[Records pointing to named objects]
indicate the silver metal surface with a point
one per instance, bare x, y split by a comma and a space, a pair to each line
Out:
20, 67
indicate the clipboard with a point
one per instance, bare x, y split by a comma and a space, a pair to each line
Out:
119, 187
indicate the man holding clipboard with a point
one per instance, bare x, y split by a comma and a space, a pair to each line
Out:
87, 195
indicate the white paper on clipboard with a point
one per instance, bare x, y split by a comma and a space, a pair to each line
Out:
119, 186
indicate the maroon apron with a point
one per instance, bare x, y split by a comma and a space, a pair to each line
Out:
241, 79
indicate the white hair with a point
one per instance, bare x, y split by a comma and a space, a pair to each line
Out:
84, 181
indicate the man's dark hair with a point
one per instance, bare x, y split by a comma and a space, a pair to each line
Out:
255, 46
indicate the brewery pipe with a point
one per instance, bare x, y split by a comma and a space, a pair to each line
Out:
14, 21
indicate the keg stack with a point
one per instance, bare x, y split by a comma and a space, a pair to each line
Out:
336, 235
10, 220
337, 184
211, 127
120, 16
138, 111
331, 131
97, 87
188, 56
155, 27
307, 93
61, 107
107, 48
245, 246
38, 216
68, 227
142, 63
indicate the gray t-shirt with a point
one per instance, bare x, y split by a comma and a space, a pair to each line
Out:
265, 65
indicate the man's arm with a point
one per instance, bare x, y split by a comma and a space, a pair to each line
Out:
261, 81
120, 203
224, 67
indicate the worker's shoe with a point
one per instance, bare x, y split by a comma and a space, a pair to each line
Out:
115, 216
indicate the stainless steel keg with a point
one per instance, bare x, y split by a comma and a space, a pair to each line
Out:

---

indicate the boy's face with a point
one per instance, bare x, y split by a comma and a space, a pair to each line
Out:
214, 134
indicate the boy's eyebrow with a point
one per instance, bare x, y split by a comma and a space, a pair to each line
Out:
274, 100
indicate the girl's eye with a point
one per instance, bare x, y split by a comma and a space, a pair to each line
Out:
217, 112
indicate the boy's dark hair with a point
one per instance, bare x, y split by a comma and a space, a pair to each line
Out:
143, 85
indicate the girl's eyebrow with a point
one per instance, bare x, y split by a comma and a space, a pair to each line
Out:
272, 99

SHORT EXERCISE: Pick out every line above that contains the word "hair", and copy each one. Treat uppercase and lowercase as different when matching.

RESULT OF THIS EXERCISE:
indicate the white hair with a point
indicate the man's dark hair with a point
indicate the boy's dark hair with a point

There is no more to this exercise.